#### Dataset entries:

>>>

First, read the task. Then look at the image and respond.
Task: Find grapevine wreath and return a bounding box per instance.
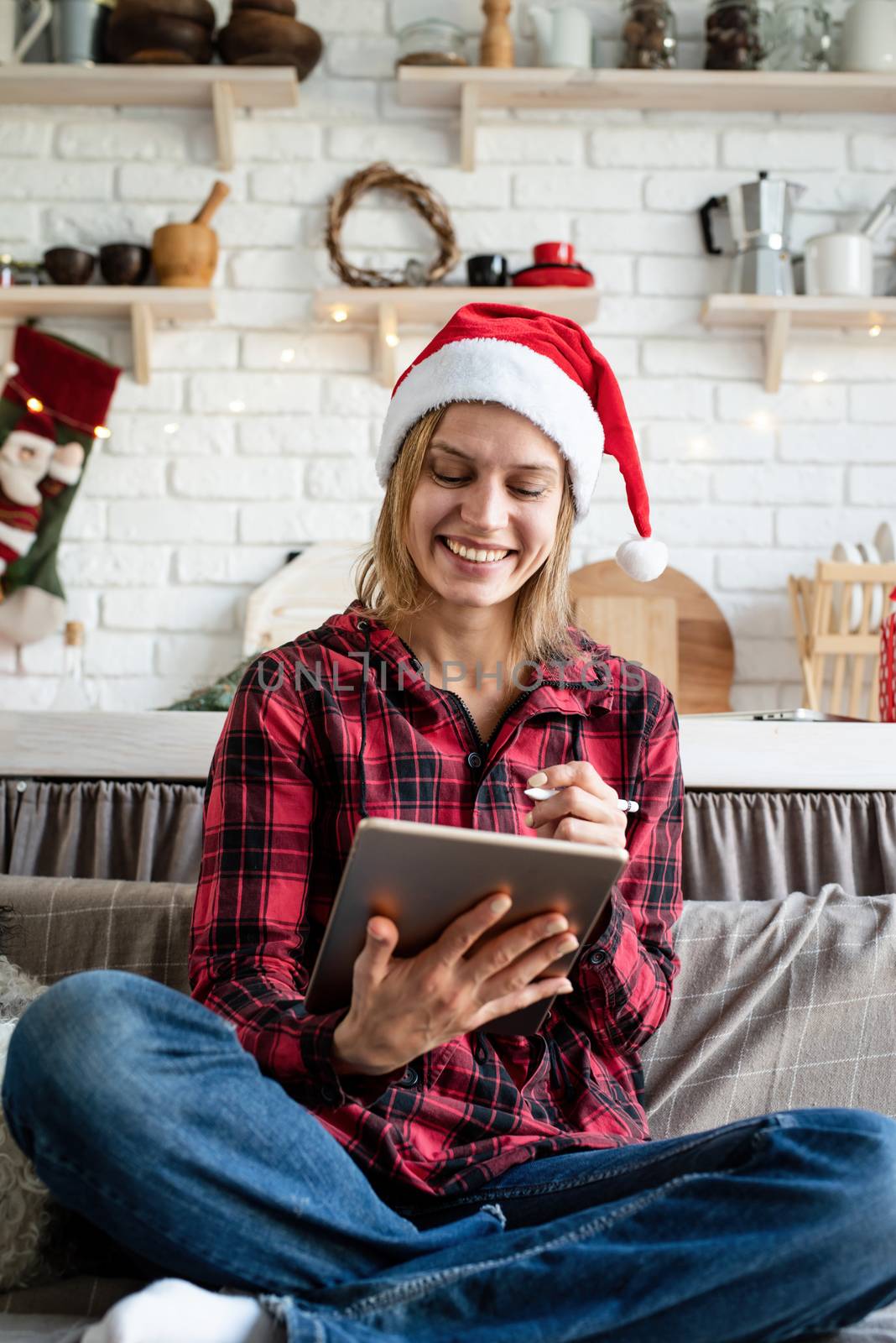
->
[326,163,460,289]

<<<
>>>

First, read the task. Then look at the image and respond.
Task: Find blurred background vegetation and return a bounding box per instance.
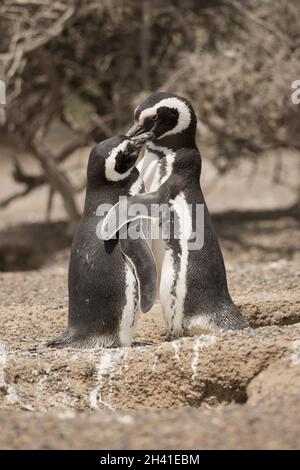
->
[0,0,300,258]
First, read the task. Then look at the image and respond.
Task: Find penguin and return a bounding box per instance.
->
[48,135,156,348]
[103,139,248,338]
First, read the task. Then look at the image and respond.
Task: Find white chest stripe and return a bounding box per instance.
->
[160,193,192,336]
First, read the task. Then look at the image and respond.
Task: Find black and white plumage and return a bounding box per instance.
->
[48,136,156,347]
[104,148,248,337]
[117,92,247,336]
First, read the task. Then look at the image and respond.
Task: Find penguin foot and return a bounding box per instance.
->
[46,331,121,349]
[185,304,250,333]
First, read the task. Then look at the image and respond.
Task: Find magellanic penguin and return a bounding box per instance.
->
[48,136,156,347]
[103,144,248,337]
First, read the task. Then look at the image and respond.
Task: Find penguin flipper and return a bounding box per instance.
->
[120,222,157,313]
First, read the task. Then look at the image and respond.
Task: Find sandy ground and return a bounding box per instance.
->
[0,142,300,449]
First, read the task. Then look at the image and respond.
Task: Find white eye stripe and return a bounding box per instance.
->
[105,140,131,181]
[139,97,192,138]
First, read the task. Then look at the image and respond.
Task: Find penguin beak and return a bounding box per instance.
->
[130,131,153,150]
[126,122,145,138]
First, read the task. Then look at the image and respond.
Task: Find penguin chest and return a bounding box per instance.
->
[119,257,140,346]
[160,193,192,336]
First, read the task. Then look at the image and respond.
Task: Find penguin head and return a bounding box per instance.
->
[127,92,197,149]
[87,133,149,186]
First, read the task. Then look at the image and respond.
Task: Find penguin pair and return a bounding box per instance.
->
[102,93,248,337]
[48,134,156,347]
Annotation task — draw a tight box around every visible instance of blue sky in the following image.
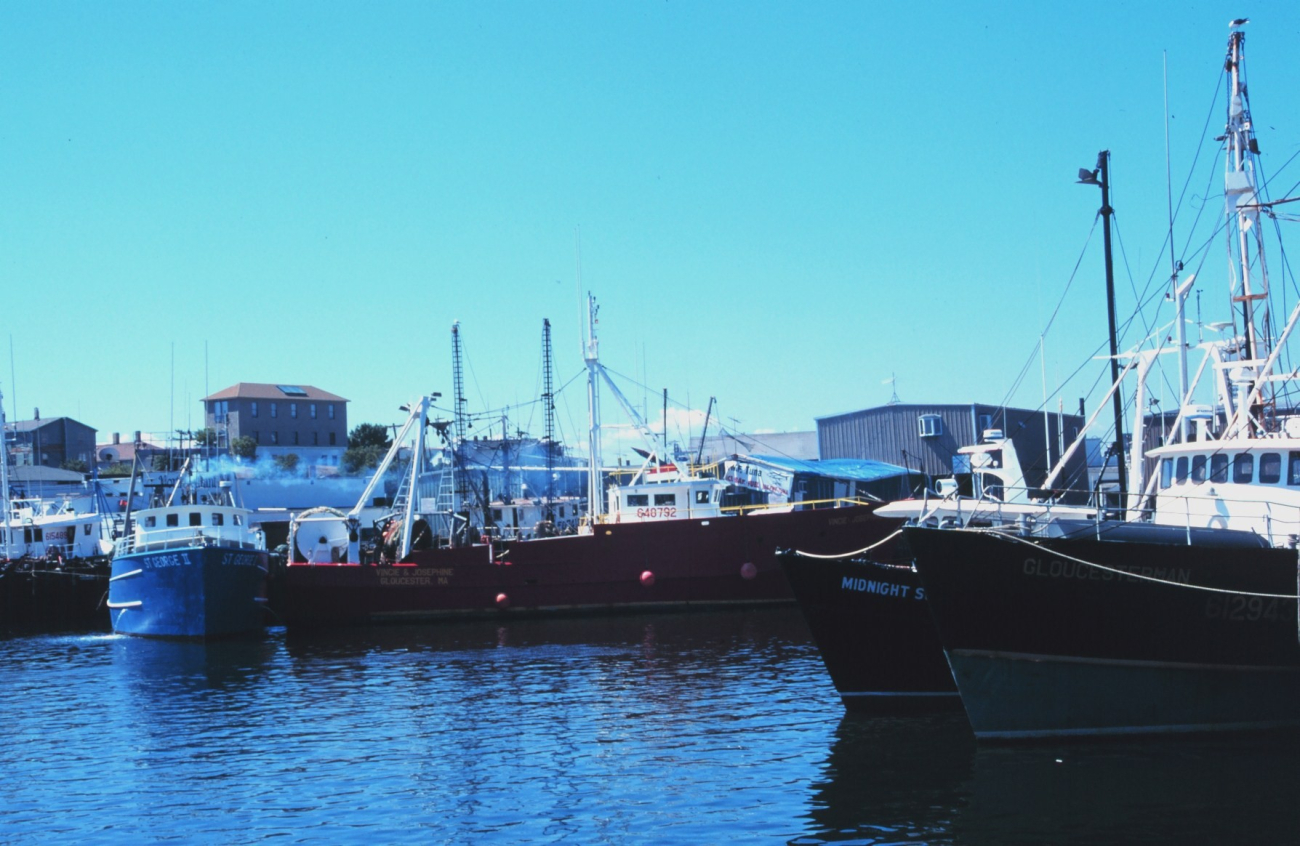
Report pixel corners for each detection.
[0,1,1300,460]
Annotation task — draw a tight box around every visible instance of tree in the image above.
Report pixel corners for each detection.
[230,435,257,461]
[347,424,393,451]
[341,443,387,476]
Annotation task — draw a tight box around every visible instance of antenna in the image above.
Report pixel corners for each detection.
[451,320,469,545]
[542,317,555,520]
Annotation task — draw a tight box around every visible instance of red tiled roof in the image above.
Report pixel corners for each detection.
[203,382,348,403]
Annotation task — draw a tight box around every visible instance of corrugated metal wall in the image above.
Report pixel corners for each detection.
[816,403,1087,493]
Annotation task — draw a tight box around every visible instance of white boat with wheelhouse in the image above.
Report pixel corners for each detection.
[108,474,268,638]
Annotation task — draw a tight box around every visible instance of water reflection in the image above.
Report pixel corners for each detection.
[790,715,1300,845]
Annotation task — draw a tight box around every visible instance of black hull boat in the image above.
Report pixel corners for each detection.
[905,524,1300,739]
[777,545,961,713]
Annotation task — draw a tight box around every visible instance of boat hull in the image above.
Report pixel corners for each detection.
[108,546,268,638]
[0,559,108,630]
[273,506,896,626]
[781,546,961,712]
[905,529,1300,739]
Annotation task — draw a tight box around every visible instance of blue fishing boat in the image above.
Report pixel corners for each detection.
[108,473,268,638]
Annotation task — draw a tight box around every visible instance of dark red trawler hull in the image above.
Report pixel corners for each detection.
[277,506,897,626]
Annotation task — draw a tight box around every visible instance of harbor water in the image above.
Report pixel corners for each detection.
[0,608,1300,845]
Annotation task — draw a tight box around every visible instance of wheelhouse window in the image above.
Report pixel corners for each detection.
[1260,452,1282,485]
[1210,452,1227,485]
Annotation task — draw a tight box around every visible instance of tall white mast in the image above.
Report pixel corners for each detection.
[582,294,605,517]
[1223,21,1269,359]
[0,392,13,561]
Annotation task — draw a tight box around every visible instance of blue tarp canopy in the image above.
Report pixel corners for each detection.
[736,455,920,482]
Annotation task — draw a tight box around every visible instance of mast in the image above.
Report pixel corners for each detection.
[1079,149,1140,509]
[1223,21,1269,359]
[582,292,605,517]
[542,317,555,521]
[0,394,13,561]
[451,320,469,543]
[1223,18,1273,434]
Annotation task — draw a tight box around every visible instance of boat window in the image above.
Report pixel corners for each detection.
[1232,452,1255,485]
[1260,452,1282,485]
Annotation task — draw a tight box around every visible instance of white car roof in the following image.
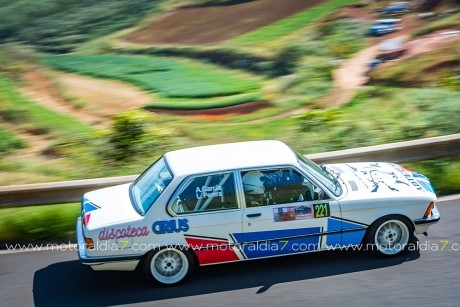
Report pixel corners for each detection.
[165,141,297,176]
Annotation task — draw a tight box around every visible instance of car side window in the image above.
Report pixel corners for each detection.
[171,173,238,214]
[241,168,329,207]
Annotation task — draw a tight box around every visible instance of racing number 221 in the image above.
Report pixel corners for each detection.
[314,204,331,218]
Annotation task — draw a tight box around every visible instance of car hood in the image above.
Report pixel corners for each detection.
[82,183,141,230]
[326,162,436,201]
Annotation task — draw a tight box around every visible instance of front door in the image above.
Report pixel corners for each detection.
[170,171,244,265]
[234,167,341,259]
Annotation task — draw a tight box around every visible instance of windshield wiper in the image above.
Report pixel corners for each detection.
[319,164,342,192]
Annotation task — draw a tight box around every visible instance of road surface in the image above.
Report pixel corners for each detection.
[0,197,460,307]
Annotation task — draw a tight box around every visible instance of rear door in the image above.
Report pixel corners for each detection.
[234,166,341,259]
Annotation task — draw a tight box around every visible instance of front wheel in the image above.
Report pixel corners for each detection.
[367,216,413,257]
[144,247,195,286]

<<<
>>>

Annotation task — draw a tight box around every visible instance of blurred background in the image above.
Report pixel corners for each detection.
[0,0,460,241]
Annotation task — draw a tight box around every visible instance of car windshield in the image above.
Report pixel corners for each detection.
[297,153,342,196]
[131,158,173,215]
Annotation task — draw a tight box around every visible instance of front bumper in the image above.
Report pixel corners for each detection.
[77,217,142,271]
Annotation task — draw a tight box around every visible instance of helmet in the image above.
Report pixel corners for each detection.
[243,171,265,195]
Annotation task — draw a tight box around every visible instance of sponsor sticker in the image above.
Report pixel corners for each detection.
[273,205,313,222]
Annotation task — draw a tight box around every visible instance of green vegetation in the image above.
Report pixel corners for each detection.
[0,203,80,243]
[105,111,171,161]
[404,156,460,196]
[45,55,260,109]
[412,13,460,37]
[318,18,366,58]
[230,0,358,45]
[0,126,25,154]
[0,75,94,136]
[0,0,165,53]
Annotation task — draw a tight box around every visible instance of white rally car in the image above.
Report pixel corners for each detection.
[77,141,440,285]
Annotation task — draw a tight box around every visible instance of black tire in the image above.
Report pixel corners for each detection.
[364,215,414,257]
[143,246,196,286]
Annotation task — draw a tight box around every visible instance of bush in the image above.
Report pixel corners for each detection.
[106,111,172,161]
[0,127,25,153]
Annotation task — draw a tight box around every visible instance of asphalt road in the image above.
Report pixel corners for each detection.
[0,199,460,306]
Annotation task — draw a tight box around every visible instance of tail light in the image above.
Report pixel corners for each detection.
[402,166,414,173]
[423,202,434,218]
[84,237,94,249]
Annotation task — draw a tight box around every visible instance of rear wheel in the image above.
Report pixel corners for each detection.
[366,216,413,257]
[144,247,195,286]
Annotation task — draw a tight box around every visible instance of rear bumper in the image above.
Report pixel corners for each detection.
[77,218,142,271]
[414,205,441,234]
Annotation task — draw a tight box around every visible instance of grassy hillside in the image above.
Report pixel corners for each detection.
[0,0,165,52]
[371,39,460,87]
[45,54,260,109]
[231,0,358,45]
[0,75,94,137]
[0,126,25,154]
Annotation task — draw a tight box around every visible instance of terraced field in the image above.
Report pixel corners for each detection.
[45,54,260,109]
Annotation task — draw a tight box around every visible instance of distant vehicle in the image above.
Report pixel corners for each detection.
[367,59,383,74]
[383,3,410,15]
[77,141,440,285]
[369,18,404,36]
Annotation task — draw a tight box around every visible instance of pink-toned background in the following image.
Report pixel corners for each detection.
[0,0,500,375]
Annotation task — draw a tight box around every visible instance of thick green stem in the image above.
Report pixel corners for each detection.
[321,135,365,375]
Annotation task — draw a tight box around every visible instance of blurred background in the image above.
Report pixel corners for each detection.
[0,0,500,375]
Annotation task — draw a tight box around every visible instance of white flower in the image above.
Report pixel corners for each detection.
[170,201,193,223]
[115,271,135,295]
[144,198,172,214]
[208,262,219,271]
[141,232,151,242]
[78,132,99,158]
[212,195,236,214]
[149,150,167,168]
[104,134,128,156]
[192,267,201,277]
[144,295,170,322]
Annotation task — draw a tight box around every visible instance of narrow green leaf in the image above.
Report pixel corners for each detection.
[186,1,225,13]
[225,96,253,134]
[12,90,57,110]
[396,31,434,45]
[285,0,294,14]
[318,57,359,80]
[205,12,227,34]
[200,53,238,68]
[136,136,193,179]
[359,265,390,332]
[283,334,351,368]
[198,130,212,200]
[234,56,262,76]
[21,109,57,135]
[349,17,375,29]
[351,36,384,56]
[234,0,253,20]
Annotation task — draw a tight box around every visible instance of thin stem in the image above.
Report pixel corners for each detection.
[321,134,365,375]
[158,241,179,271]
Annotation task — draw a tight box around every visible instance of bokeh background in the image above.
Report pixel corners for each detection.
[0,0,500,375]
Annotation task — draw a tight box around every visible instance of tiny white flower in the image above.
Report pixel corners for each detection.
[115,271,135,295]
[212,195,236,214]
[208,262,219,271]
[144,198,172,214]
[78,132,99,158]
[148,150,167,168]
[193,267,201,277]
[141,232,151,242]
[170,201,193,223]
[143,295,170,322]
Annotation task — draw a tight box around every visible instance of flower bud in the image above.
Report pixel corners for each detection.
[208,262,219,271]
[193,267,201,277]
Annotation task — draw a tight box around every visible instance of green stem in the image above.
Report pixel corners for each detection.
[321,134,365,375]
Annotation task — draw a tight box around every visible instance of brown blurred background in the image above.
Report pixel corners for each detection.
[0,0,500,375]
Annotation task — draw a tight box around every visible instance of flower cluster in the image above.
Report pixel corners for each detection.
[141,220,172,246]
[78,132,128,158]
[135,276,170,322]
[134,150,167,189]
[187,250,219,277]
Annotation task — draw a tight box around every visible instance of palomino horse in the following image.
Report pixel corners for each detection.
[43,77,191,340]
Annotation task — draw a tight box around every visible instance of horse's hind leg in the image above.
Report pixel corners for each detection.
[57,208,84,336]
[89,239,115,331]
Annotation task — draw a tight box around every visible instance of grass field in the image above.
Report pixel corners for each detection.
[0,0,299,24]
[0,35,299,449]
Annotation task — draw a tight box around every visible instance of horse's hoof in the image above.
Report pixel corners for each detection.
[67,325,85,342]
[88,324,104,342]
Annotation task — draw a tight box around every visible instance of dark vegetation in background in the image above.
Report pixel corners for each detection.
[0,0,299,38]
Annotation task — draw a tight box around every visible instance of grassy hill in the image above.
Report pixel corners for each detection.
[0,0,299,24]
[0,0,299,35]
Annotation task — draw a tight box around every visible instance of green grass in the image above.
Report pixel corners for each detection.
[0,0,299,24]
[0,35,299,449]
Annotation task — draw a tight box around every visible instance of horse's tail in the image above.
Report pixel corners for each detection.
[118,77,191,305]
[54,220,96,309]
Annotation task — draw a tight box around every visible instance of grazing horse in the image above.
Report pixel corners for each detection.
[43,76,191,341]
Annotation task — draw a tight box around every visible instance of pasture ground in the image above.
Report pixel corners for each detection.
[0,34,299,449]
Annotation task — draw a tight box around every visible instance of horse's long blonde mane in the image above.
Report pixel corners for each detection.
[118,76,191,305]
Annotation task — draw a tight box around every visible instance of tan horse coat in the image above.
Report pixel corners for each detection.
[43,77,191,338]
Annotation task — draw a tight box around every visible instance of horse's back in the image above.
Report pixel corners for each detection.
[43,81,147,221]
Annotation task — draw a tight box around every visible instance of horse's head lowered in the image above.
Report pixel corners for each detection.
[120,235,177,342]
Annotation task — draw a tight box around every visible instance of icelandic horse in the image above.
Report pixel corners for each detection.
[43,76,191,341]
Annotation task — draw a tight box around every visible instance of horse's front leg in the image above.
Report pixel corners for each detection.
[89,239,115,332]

<<<

Reproduce the entries from the line with "of white flower in the image above." to the line with "[144,295,170,322]", swapping "pixel corners" for "pixel coordinates" and leaving everything else unchanged.

#### Finished answer:
Annotation task — draw a tight box around every visible instance of white flower in the image above.
Report pixel coordinates for each detection.
[170,201,193,223]
[115,271,135,295]
[144,198,172,214]
[208,262,219,271]
[141,232,151,242]
[78,132,99,158]
[212,195,236,214]
[149,150,167,168]
[104,134,128,156]
[192,267,201,277]
[144,295,170,322]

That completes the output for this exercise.